··· Excerpted passage

Published in Almasry Alyoum on 30 - 01 - 2010

It was a small moment, but a potentially defining one.
On 28 January, President Barack Obama stood before a “town hall meeting” of Florida college students—the sort of intimate populist gathering where the charismatic Obama normally flourishes.
A young student named Laila Abdel Aziz took the microphone, giggling under the sudden spotlight and prefacing her question by saying she had volunteered during Obama's campaign.
Then she asked a question on the minds of many in the Middle East: “Last night in your State of the Union address you spoke of America's support for human rights. Then, why have we not condemned Israel and Egypt's human rights violations against the occupied Palestinian people? And yet we continue supporting them financially with billions of dollars from our tax dollars?"
Obama's response might as well have been assembled with random sentences from every US government statement on Israel/Palestine over the past 30 years.
He called Israel “one of our strongest allies” and “a vibrant democracy,” acknowledged “the plight of the Palestinians,” endorsed the two-state solution and concluded that, “both sides are going to have to make compromises.”
Afterwards, in an interview with a local Florida radio station, Abdel Aziz couldn't hold back from criticizing a man she helped get elected.
“President Obama did not really answer my question or address it, so I'm really disappointed right now."
She's hardly alone.

······
··· Data section

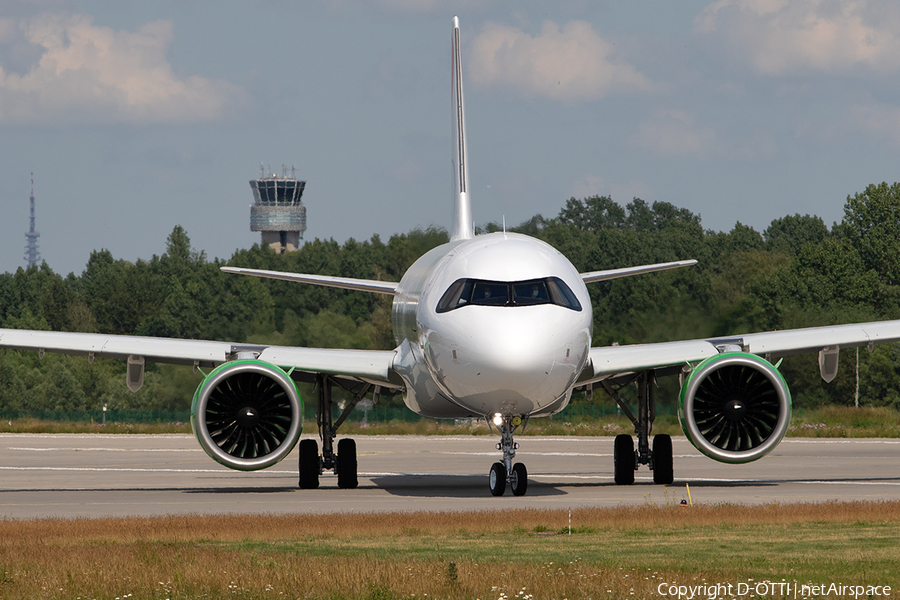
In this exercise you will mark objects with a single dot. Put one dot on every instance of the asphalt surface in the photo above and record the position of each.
(137, 475)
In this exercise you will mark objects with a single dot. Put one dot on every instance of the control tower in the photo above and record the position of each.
(278, 213)
(32, 255)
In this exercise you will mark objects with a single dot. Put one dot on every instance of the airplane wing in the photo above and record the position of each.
(347, 283)
(608, 361)
(595, 276)
(369, 365)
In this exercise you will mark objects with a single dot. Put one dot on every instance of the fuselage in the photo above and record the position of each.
(500, 323)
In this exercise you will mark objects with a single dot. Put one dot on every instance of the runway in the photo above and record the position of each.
(140, 475)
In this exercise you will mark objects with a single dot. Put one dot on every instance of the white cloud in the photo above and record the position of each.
(568, 63)
(88, 73)
(882, 120)
(674, 132)
(782, 36)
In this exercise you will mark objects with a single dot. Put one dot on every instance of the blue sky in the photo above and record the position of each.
(136, 117)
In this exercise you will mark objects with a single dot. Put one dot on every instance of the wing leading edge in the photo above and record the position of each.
(347, 283)
(607, 361)
(369, 365)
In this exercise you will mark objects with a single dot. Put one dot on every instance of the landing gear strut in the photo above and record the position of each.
(625, 459)
(343, 463)
(516, 475)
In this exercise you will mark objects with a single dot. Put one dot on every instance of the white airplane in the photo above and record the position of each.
(495, 326)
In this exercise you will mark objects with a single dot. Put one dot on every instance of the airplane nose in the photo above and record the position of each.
(509, 363)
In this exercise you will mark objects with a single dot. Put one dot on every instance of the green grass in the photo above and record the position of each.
(527, 554)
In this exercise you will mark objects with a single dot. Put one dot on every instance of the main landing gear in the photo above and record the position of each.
(505, 472)
(343, 463)
(625, 459)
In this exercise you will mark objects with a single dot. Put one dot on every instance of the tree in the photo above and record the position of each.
(872, 225)
(790, 234)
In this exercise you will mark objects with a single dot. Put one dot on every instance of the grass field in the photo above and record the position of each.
(527, 555)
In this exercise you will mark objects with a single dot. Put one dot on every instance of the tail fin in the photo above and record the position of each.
(463, 227)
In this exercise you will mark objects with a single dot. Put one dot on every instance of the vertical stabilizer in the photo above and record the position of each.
(463, 227)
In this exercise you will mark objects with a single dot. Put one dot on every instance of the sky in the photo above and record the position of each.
(135, 117)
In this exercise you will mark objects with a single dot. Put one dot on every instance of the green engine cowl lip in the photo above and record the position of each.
(217, 376)
(689, 390)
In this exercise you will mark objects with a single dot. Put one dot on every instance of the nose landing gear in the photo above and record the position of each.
(516, 475)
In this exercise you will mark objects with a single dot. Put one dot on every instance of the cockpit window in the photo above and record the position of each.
(551, 290)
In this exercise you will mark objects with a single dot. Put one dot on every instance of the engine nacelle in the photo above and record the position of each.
(735, 407)
(247, 414)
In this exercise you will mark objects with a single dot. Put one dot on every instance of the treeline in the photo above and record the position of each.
(795, 273)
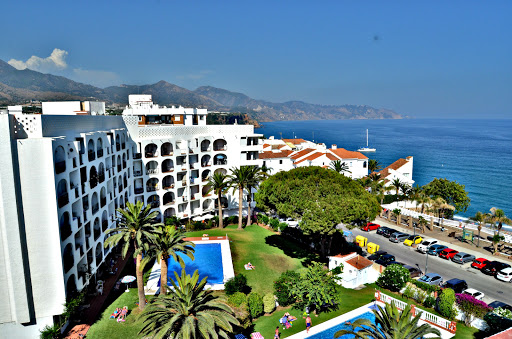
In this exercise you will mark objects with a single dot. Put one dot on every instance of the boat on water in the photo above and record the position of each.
(366, 149)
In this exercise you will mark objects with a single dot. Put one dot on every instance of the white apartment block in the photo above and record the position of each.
(64, 175)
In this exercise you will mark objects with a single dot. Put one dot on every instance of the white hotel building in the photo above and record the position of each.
(64, 173)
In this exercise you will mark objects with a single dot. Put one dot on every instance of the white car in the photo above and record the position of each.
(505, 274)
(425, 245)
(474, 293)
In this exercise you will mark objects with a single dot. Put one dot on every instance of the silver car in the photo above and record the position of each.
(462, 258)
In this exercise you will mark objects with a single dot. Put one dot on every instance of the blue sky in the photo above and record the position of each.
(420, 58)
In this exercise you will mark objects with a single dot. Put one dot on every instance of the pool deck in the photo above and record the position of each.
(350, 315)
(227, 264)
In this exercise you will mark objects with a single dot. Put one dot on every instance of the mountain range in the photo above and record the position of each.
(19, 86)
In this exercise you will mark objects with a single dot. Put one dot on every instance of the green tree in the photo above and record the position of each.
(188, 311)
(320, 198)
(219, 184)
(390, 323)
(137, 228)
(339, 166)
(452, 192)
(166, 245)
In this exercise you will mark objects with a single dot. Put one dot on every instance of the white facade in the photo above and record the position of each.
(64, 175)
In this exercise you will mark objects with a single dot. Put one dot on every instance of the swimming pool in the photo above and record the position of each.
(208, 261)
(329, 333)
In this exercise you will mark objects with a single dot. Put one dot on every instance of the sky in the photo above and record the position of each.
(424, 59)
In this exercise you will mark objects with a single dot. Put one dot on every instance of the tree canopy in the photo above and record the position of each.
(319, 197)
(451, 191)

······

Work to complete →
In the excerpted passage about Obama's town hall meeting, what did Laila Abdel Aziz say she had done during Obama's campaign? The entries play no part in this exercise.

Solution for this task →
She said she had volunteered during it.